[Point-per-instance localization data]
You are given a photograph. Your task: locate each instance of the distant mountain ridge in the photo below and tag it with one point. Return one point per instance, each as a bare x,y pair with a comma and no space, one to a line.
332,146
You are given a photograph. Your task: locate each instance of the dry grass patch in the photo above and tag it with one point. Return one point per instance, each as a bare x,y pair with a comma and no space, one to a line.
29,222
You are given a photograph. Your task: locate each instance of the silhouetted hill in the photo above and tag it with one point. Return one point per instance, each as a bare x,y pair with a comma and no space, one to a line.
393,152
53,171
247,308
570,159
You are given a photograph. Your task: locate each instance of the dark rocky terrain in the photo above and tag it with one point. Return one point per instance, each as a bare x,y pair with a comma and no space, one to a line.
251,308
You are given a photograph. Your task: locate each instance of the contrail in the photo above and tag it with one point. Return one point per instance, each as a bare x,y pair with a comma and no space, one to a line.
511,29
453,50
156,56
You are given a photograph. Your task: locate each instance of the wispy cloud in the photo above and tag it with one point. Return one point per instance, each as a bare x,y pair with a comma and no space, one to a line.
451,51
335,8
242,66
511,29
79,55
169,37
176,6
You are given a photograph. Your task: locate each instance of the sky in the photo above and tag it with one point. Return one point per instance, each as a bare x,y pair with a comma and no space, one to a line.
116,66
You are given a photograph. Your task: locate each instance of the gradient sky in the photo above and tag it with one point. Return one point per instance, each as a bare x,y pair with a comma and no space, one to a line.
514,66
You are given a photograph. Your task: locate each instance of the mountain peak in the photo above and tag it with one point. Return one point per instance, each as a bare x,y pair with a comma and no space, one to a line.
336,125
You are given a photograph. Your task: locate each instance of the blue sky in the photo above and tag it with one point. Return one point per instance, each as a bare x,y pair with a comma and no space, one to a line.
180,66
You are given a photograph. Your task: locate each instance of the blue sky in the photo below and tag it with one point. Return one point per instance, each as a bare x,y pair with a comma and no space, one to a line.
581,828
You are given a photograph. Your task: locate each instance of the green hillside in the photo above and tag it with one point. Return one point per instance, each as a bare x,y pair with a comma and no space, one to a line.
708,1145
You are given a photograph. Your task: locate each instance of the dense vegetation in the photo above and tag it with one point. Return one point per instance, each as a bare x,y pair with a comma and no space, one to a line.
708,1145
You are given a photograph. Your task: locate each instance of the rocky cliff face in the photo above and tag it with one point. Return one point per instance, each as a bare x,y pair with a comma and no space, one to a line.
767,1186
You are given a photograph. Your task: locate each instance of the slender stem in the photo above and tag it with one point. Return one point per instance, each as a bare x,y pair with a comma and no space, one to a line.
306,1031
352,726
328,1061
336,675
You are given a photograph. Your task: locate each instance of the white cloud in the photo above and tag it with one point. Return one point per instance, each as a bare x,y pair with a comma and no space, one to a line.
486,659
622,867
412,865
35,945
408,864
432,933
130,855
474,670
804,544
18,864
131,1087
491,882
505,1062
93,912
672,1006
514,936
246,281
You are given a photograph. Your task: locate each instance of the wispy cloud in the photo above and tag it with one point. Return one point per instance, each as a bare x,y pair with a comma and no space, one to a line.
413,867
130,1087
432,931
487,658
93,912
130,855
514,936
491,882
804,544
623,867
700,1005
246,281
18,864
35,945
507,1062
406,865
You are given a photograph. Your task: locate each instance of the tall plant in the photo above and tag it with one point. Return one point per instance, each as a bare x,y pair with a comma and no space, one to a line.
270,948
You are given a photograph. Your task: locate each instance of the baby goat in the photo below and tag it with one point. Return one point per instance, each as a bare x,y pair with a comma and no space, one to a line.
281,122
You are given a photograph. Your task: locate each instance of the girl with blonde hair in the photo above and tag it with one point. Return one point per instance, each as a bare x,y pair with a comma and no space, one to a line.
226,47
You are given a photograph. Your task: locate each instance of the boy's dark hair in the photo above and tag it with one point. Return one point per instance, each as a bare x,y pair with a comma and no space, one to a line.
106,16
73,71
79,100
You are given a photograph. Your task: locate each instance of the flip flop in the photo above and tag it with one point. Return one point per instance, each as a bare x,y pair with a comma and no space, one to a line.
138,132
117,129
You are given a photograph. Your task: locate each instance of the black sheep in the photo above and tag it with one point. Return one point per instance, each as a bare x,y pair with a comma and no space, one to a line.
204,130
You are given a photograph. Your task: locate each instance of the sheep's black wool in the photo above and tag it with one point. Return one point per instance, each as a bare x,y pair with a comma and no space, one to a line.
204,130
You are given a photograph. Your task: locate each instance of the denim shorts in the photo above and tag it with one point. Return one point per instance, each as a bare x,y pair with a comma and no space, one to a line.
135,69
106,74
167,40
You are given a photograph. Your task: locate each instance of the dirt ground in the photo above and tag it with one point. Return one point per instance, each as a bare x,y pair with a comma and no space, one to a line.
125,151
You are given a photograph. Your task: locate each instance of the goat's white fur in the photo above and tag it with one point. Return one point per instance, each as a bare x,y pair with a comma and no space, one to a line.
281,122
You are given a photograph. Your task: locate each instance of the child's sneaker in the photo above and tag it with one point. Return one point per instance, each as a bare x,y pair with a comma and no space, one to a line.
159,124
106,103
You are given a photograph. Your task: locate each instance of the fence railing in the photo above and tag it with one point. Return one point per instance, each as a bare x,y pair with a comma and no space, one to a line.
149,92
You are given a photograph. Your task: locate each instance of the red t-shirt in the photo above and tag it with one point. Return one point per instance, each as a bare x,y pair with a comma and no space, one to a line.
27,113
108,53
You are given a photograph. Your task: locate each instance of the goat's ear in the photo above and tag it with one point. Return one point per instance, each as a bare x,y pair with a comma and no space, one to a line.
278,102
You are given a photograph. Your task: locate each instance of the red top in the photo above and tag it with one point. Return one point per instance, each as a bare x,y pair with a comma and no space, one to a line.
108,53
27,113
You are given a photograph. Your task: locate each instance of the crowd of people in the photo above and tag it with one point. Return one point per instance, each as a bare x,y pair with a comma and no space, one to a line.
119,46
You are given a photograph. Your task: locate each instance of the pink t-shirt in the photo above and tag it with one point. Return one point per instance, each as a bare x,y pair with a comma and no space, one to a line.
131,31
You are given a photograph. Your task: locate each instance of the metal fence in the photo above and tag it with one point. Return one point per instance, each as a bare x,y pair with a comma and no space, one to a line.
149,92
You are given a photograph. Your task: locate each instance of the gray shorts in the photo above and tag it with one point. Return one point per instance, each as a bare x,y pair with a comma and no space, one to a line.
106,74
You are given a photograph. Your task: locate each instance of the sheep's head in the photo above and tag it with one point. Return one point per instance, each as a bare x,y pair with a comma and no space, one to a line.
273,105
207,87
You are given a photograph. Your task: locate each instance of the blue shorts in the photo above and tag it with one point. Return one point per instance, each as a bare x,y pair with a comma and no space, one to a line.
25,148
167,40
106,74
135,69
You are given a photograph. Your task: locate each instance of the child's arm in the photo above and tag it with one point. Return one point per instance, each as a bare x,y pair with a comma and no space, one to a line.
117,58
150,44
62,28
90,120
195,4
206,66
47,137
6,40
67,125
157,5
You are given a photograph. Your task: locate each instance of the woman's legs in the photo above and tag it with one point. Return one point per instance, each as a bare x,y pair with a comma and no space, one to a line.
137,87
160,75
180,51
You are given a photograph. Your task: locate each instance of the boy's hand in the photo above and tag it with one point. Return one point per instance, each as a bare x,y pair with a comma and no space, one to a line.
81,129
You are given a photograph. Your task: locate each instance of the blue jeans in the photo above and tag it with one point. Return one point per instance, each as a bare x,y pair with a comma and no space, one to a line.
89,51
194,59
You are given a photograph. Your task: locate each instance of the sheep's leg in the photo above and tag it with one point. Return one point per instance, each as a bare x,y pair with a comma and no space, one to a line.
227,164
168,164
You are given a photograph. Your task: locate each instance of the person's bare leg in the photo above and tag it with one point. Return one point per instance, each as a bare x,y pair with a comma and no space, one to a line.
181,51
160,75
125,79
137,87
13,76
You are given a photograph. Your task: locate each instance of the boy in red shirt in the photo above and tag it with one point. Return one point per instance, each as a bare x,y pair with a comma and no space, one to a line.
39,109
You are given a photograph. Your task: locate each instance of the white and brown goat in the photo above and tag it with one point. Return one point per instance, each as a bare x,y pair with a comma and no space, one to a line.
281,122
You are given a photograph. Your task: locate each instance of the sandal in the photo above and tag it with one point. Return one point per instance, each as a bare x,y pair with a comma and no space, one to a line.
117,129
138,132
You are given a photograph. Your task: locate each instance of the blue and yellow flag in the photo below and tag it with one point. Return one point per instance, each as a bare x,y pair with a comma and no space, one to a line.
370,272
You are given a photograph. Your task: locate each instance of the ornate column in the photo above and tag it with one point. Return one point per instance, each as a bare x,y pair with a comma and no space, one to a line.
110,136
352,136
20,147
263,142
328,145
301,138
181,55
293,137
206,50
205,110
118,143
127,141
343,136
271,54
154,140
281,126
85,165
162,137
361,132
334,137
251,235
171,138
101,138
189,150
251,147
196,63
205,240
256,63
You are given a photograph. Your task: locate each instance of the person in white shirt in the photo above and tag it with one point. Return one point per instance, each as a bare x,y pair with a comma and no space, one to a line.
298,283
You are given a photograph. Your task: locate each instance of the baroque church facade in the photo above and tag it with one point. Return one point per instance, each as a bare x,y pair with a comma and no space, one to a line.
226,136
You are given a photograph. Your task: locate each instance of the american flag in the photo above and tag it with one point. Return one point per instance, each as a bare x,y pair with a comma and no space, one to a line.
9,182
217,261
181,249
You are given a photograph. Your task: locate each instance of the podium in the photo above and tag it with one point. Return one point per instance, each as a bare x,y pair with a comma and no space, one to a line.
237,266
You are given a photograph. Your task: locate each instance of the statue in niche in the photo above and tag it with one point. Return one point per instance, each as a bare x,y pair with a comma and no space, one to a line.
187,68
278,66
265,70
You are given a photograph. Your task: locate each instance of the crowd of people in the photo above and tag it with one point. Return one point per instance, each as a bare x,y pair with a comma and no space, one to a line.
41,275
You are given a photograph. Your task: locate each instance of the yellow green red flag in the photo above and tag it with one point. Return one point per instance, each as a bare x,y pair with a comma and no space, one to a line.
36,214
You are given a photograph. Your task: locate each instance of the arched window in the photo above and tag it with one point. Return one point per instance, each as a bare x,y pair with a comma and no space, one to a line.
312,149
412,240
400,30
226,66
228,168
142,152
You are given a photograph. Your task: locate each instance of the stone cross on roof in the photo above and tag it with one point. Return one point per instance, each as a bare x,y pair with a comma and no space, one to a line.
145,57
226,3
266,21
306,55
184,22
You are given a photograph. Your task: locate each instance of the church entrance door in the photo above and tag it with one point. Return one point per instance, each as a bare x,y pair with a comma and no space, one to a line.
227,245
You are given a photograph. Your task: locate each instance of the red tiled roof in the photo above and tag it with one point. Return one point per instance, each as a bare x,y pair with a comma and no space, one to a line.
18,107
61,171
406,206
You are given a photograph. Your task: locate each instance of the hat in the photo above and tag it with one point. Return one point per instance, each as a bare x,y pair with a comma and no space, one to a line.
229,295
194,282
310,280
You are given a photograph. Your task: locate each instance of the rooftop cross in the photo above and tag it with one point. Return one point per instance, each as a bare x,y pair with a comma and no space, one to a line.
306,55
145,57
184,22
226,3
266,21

** Exercise aim **
In the answer, return exactly the lines from the line containing "of the rooftop" to the end of the records above, and no others.

** Solution to the problem **
You are given a photograph. Your task: locate each instance of the rooftop cross in the photo above and tag it with one point. Return one point per instance, each as a bare x,y pair with a comma and no space, one to a line.
306,55
145,57
184,22
226,3
266,21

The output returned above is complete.